[Stored data]

....

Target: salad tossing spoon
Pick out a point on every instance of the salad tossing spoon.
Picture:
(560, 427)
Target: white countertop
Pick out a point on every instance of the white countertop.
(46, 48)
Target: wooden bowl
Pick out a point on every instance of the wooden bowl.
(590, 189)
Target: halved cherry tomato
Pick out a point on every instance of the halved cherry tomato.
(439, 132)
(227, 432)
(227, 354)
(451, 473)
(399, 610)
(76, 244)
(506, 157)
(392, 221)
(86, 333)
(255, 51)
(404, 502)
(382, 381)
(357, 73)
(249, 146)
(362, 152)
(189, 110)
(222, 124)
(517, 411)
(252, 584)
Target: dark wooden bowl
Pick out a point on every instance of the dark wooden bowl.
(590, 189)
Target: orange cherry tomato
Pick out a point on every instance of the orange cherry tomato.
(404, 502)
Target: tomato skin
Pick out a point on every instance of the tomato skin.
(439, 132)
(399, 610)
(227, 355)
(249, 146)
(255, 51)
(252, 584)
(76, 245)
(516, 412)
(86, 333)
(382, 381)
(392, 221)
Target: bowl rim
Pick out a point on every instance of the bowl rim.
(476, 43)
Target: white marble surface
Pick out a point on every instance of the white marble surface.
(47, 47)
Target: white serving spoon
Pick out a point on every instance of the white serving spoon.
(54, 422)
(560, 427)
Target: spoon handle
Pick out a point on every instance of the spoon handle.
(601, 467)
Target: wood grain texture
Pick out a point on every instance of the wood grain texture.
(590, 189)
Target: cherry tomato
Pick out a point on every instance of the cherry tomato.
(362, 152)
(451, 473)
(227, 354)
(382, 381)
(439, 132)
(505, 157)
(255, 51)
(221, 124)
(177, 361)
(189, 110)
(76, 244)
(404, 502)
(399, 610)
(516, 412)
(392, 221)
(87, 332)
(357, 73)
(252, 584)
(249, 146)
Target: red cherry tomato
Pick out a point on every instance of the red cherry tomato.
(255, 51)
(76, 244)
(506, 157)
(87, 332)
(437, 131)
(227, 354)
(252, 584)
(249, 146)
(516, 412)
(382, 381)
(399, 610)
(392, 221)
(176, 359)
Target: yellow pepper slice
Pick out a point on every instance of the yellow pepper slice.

....

● **YOUR OBJECTIVE**: Your task is to repeat the data exactly, with nothing left out.

● **SOLUTION**:
Target: salad tossing spoon
Pick out a point on every instance of the salad tossing spoon.
Picture:
(560, 427)
Target: white countertop
Pick out a point on every instance of the white countertop.
(46, 48)
Target: wooden bowl
Pick out a point on every instance of the wooden bowl.
(590, 189)
Target: halved cherry tomato
Pick out a point on every instance of the halved cherry tomato.
(439, 132)
(227, 432)
(227, 354)
(451, 473)
(399, 610)
(76, 244)
(506, 157)
(392, 221)
(86, 333)
(255, 51)
(404, 502)
(382, 381)
(357, 73)
(249, 146)
(362, 152)
(189, 110)
(222, 124)
(517, 411)
(252, 584)
Target: dark wooden bowl
Pick out a point on every instance of the dark wooden bowl.
(590, 189)
Target: orange cherry tomato
Pick out a point on every instance of the orange cherry tomato.
(404, 502)
Target: tomato skin
Pick out a point on every instance of the tomato skin.
(439, 132)
(399, 610)
(227, 355)
(249, 146)
(255, 51)
(252, 584)
(76, 245)
(516, 412)
(86, 333)
(382, 381)
(392, 221)
Target: bowl rim
Pick out a point on every instance of the bowl rim.
(476, 43)
Target: white marble surface
Pick out a point on every instance of the white marble surface.
(47, 47)
Target: white serving spoon
Pick out a point on every instance of the white serving spoon.
(54, 422)
(560, 427)
Target: spoon handle
Pick out a point on every instance of the spoon handle.
(601, 467)
Target: wood grain texture
Pick out a point on every instance of the wood grain texture.
(590, 189)
Target: cherry tomato
Pick out a point on every instance of the cherry tomato.
(362, 152)
(451, 473)
(227, 354)
(382, 381)
(439, 132)
(505, 157)
(255, 51)
(221, 124)
(177, 361)
(189, 110)
(76, 244)
(404, 502)
(399, 610)
(516, 412)
(392, 221)
(87, 332)
(357, 73)
(252, 584)
(249, 146)
Target: red cherry tomato
Pick out a point on every instance of the red cherry tomato.
(255, 51)
(76, 244)
(506, 157)
(87, 332)
(437, 131)
(227, 354)
(252, 584)
(249, 146)
(516, 412)
(382, 381)
(399, 610)
(392, 221)
(176, 359)
Target: yellow pepper slice
Pick out a point on every instance of the yellow pepper slice.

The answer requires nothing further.